(Items listed in a dataset)
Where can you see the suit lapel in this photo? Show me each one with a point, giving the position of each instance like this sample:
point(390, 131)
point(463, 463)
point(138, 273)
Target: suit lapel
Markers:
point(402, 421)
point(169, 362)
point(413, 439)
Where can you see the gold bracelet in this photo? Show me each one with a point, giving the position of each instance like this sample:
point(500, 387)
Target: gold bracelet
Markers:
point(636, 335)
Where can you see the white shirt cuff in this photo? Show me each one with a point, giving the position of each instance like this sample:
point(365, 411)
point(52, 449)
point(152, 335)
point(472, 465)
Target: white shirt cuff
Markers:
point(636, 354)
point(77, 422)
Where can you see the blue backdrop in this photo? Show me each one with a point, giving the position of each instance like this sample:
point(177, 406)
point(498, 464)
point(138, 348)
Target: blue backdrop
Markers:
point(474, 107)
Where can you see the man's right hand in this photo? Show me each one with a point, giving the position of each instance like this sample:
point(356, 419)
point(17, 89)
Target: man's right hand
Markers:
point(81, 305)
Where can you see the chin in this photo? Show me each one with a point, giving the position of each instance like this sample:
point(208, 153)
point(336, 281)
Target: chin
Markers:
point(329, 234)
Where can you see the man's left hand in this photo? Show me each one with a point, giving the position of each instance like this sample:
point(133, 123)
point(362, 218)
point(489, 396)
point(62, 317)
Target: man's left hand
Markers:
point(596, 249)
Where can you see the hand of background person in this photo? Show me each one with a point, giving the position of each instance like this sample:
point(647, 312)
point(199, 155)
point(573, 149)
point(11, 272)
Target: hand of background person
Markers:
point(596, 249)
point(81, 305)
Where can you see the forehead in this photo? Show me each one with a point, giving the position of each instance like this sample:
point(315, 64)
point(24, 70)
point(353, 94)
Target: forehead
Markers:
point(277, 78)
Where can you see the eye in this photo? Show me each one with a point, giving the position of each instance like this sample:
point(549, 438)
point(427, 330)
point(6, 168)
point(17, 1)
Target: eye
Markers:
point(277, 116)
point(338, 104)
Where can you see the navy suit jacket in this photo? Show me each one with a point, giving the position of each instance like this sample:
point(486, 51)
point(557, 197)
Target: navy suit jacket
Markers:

- _Work task_
Return every line from the entries above that contains the word "shirt".

- _Completed exercise_
Where can you see the white shirt cuff in this photo? Show me each one with a point, giving the position of each instance like this sample:
Target: white shirt cuff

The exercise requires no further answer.